• Vorgegebener Text:
+-------+
Wir können vor allen Dingen unseren alliierten Freunden dankbar sein. Die Wiedervereinigung liegt 25 Jahre zurück. 70 Jahre zurück liegt die Gründung unseres Landes durch die amerikanische Militärregierung. Hessen profitierte nach dem Totalzusammenbruch von der Freundschaft zu unseren amerikanischen Freunden.
Ich hatte vor einigen Wochen Gelegenheit, die Gemeinde Rasdorf im Landkreis Fulda zur Point-Alpha-Gemeinde zu erklären. Dies ist ein Namenszusatz nach der Hessischen Gemeindeordnung, der dazu dienen soll, zu mahnen und zu gedenken, daran zu erinnern, dass die Gemeinde Rasdorf, wie man will, der letzte oder der erste Punkt der freien Welt war. Im hessischen Fulda Gap standen sich die freie Welt und der Warschauer Pakt – Diktatur und Menschenverachtung – am östlichsten Punkt in Deutschland gegenüber. Diese Erinnerung verbinde ich vor allem mit der
Dankbarkeit für unsere amerikanischen Freunde, die für uns Frieden und Freiheit im Kalten Krieg gesichert haben.
Hessen richtet in diesem Jahr die bundesweite Feier der deutschen Einheit aus. Seit September vergangenen Jahres finden überall in unserem Land Veranstaltungen statt. Die Würdigung der Einheit und der Blick in die Zukunft sind bei den Bürgerinnen und Bürgern auf großes Interesse gestoßen. Wir freuen uns, wenn sich dieses Interesse bei den vielfältigen Veranstaltungen am 2. und 3. Oktober fortsetzt. Hessen hat sich vorbereitet, das große Jubiläum deutscher Geschichte zu feiern. Es wird ein großes Bürgerfest. Das ist angemessen, weil es vor 25 Jahren die Bürgerinnen und Bürger waren, die die Einheit herbeigeführt haben.
+-------+
• Datenabschnitt:
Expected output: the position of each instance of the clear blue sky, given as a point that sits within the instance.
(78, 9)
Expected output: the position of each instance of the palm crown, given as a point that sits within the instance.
+-------+
• Ziel: Entnimm bitte den Text zur deutschen Einheit oben und gib ihn vollständig und wortgetreu wieder.

• Vollständige Ausgabe:
Wir können vor allen Dingen unseren alliierten Freunden dankbar sein. Die Wiedervereinigung liegt 25 Jahre zurück. 70 Jahre zurück liegt die Gründung unseres Landes durch die amerikanische Militärregierung. Hessen profitierte nach dem Totalzusammenbruch von der Freundschaft zu unseren amerikanischen Freunden.
Ich hatte vor einigen Wochen Gelegenheit, die Gemeinde Rasdorf im Landkreis Fulda zur Point-Alpha-Gemeinde zu erklären. Dies ist ein Namenszusatz nach der Hessischen Gemeindeordnung, der dazu dienen soll, zu mahnen und zu gedenken, daran zu erinnern, dass die Gemeinde Rasdorf, wie man will, der letzte oder der erste Punkt der freien Welt war. Im hessischen Fulda Gap standen sich die freie Welt und der Warschauer Pakt – Diktatur und Menschenverachtung – am östlichsten Punkt in Deutschland gegenüber. Diese Erinnerung verbinde ich vor allem mit der
Dankbarkeit für unsere amerikanischen Freunde, die für uns Frieden und Freiheit im Kalten Krieg gesichert haben.
Hessen richtet in diesem Jahr die bundesweite Feier der deutschen Einheit aus. Seit September vergangenen Jahres finden überall in unserem Land Veranstaltungen statt. Die Würdigung der Einheit und der Blick in die Zukunft sind bei den Bürgerinnen und Bürgern auf großes Interesse gestoßen. Wir freuen uns, wenn sich dieses Interesse bei den vielfältigen Veranstaltungen am 2. und 3. Oktober fortsetzt. Hessen hat sich vorbereitet, das große Jubiläum deutscher Geschichte zu feiern. Es wird ein großes Bürgerfest. Das ist angemessen, weil es vor 25 Jahren die Bürgerinnen und Bürger waren, die die Einheit herbeigeführt haben.